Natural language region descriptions
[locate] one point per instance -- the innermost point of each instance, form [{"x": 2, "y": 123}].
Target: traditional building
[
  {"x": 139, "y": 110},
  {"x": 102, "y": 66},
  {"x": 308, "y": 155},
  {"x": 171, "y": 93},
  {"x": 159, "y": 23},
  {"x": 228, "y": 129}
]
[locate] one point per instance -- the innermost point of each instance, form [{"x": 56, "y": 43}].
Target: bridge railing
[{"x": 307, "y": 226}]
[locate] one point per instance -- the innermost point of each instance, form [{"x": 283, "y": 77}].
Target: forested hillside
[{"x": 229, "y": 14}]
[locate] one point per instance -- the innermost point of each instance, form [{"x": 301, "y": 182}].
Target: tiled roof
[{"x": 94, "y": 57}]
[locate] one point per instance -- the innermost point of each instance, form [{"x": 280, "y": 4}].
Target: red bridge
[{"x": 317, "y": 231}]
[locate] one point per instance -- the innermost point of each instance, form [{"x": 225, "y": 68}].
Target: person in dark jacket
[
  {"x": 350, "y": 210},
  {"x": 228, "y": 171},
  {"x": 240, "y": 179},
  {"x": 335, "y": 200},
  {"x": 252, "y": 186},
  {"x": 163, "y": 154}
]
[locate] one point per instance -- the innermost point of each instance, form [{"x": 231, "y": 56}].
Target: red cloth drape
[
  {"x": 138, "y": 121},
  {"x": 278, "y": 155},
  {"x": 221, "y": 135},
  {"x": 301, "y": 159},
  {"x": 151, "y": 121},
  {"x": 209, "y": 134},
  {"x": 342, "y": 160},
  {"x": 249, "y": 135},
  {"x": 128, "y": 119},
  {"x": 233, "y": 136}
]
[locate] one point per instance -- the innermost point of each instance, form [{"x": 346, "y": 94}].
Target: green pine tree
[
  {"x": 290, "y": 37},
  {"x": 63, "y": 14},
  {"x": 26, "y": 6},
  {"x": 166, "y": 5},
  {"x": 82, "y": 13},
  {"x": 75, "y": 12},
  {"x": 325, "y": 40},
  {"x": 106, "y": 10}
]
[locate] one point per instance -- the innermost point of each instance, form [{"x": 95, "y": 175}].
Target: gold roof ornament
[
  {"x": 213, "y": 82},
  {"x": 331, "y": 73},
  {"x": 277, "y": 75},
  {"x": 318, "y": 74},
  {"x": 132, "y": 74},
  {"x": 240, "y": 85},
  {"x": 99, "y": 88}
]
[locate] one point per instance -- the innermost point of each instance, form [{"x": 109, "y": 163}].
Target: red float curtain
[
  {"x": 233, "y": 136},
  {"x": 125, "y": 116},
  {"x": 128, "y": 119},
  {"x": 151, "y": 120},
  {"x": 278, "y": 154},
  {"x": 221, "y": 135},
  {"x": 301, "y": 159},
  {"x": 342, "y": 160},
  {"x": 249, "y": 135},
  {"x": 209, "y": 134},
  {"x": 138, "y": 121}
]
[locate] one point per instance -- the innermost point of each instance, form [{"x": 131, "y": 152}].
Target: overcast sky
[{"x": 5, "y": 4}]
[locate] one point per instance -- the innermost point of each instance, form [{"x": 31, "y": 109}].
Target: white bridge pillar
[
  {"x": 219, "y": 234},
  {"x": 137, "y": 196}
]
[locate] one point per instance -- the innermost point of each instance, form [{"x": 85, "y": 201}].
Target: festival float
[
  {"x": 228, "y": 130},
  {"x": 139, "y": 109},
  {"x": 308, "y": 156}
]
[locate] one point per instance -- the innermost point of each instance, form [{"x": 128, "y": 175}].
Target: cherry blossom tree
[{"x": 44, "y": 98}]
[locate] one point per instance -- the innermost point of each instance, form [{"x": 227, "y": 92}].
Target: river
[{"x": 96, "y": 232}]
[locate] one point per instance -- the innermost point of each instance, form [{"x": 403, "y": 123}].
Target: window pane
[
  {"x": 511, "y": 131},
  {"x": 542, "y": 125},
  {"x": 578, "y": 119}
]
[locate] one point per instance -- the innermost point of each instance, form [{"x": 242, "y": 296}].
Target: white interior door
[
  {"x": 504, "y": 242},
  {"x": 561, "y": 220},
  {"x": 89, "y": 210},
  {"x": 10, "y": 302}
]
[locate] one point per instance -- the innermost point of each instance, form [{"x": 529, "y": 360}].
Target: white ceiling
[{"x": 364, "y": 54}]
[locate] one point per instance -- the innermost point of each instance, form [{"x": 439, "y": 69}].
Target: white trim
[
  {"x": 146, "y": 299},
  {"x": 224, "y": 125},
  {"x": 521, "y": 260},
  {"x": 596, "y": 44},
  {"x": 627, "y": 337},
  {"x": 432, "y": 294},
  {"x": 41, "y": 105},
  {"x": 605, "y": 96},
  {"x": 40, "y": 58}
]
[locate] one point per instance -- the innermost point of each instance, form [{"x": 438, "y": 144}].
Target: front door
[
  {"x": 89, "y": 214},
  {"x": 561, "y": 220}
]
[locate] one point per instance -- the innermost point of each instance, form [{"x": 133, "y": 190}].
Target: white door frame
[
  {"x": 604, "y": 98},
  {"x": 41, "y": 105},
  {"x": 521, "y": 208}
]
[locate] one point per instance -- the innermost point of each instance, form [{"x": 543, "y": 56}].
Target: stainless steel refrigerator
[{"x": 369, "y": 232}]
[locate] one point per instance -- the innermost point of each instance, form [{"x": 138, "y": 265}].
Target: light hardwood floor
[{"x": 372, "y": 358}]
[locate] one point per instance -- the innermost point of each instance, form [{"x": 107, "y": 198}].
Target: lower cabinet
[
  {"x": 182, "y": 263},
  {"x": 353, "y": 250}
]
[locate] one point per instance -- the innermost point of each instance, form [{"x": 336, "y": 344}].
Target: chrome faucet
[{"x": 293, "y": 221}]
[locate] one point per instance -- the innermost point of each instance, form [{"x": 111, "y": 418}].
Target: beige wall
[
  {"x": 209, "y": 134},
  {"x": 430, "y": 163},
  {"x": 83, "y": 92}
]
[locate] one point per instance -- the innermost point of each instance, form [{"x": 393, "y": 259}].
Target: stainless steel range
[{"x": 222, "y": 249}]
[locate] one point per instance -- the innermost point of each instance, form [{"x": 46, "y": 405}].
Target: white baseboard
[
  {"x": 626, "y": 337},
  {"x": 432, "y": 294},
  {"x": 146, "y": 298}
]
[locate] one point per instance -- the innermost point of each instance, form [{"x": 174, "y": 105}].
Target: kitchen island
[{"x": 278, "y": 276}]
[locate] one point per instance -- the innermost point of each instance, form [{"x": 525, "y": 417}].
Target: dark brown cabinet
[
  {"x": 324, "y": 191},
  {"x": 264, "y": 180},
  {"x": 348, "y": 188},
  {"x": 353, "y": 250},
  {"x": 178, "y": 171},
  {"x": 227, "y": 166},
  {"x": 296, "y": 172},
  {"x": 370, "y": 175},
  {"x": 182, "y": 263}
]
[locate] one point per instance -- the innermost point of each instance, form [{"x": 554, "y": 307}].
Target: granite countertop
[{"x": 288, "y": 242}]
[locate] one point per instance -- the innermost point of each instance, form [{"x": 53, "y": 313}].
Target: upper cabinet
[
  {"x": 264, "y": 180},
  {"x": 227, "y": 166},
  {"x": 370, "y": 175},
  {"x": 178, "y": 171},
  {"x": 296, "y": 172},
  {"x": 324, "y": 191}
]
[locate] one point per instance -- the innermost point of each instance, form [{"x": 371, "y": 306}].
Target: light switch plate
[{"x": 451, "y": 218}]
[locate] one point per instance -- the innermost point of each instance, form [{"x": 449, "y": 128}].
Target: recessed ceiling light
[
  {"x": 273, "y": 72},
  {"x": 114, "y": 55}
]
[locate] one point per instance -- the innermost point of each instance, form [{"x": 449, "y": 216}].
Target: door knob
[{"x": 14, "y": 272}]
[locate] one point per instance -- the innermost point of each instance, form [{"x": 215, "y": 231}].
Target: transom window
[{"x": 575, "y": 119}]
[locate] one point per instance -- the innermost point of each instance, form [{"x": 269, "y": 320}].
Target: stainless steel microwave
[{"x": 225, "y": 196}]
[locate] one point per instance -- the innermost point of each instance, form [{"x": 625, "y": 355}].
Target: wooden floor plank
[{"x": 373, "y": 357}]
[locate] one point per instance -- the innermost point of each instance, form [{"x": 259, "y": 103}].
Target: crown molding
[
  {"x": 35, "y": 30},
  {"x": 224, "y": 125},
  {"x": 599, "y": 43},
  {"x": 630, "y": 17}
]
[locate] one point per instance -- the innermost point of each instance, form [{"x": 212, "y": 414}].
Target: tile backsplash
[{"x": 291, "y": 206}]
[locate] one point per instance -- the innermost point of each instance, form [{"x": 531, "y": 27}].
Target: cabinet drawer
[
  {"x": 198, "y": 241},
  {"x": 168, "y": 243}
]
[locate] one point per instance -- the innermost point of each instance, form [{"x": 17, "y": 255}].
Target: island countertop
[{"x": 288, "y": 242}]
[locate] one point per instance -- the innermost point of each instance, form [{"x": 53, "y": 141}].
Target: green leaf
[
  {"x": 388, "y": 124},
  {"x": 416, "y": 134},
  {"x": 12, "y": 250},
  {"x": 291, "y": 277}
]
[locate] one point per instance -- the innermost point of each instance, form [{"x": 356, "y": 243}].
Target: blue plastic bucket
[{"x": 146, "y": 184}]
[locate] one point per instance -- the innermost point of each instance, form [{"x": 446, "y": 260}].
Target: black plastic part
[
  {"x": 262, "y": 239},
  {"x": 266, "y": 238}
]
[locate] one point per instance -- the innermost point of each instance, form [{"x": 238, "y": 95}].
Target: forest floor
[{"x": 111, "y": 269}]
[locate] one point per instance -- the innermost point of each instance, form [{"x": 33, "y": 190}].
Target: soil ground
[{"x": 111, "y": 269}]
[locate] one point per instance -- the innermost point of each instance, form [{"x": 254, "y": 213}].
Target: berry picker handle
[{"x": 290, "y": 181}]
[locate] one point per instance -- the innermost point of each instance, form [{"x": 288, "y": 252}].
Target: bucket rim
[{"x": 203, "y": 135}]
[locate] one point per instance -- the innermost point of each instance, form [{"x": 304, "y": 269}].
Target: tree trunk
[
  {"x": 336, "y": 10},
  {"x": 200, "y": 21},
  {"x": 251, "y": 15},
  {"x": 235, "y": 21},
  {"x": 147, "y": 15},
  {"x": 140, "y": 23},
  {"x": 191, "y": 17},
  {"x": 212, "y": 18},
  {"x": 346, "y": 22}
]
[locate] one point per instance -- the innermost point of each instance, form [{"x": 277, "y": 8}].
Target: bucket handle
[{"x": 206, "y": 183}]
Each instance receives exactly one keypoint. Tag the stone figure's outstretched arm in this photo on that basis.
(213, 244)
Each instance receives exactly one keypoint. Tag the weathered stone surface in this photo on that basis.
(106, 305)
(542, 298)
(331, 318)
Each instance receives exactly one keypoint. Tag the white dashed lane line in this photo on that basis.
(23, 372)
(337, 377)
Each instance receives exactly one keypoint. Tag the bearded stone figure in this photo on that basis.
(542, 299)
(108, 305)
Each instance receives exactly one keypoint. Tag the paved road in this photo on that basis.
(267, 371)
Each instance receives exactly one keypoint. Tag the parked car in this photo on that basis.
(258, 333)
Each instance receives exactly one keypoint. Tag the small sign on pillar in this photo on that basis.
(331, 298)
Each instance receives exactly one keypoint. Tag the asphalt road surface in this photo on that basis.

*TASK GOAL:* Could you restate, word for word, every line from the one containing "Each instance receives exactly one keypoint. Tag the parked" through the last line of the records above, and nothing more?

*TASK SOLUTION:*
Each instance receives exactly one keypoint. Tag the parked car in this photo on that basis.
(258, 333)
Each instance receives exactly one keypoint. Tag the small sign on pillar in this photo on that basis.
(331, 298)
Each instance receives exactly one keypoint. Tag the asphalt road surface in this photo on that basis.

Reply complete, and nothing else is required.